## WHAT THE EXERCISE ASKS
Each entry needs to be retyped exactly, with nothing added or dropped.

◇ ◇ ◇ ◇ ◇ ◇ ◇

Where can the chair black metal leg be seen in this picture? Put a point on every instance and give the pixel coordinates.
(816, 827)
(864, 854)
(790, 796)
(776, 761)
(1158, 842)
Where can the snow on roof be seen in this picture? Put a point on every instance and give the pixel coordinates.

◇ ◇ ◇ ◇ ◇ ◇ ◇

## RESPONSE
Where can the chair black metal leg be seen in this picture? Put a point on every instance and give the pixel coordinates.
(816, 827)
(864, 854)
(790, 796)
(776, 761)
(1158, 842)
Where can the snow on roof be seen in this picture? Put a point on every instance and give the pixel coordinates.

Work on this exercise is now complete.